Человек, знаменитый в нашей истории под именем Тушинского вора, или просто вора, вора по преимуществу, показался впервые в белорусском местечке Пропойске, где был схвачен как лазутчик и посажен в тюрьму. Здесь он объявил о себе, что он Андрей Андреевич Нагой, родственник убитого на Москве царя Димитрия, скрывается от Шуйского, и просил, чтобы его отослали в Стародуб. Рагоза, урядник чечерский, с согласия пана своего Зеновича, старосты чечерского, отправил его в Попову Гору, откуда он пробрался в Стародуб. Прожив недолго в Стародубе, мнимый Нагой послал товарища своего, который назывался московским подьячим Александром Рукиным, по северским городам разглашать, что царь Димитрий жив и находится в Стародубе. В Путивле жители обратили внимание на речи Рукина и послали с ним несколько детей боярских в Стародуб, чтобы показал им царя Димитрия, причем пригрозили ему пыткою, если солжет. Рукин указал на Нагого; тот сначала стал запираться, что не знает ничего о царе Димитрии, но когда стародубцы пригрозили и ему пыткою и хотели уже его брать, то он схватил палку и закричал: "Ах вы б... дети, еще вы меня не знаете: я государь!" Стародубцы упали ему в ноги и закричали: "Виноваты, государь, перед тобою".

* * * * *

Воспроизведите отрывок о Тушинском воре полностью, без единого изменения. Строки данных к этому отношения не имеют.

§ Строки данных
* * * * *

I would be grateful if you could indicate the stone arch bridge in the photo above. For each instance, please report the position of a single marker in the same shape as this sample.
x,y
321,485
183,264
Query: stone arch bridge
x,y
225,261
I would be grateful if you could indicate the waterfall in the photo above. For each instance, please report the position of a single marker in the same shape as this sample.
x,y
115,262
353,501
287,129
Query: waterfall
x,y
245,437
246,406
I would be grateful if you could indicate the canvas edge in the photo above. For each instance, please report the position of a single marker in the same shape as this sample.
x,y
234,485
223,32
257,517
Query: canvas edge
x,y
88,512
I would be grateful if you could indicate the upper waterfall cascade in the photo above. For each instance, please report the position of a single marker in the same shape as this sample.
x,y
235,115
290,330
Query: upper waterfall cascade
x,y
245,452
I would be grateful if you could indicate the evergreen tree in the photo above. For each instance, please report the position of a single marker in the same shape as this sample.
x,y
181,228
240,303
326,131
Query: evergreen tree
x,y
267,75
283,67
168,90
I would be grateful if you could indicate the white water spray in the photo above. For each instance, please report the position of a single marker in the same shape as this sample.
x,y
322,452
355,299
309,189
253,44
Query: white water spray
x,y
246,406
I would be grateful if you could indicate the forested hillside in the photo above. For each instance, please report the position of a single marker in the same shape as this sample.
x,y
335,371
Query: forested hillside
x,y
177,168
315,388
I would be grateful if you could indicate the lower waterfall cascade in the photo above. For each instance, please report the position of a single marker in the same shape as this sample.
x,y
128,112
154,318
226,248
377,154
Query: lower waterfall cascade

* * * * *

§ Ответ на задание
Человек, знаменитый в нашей истории под именем Тушинского вора, или просто вора, вора по преимуществу, показался впервые в белорусском местечке Пропойске, где был схвачен как лазутчик и посажен в тюрьму. Здесь он объявил о себе, что он Андрей Андреевич Нагой, родственник убитого на Москве царя Димитрия, скрывается от Шуйского, и просил, чтобы его отослали в Стародуб. Рагоза, урядник чечерский, с согласия пана своего Зеновича, старосты чечерского, отправил его в Попову Гору, откуда он пробрался в Стародуб. Прожив недолго в Стародубе, мнимый Нагой послал товарища своего, который назывался московским подьячим Александром Рукиным, по северским городам разглашать, что царь Димитрий жив и находится в Стародубе. В Путивле жители обратили внимание на речи Рукина и послали с ним несколько детей боярских в Стародуб, чтобы показал им царя Димитрия, причем пригрозили ему пыткою, если солжет. Рукин указал на Нагого; тот сначала стал запираться, что не знает ничего о царе Димитрии, но когда стародубцы пригрозили и ему пыткою и хотели уже его брать, то он схватил палку и закричал: "Ах вы б... дети, еще вы меня не знаете: я государь!" Стародубцы упали ему в ноги и закричали: "Виноваты, государь, перед тобою".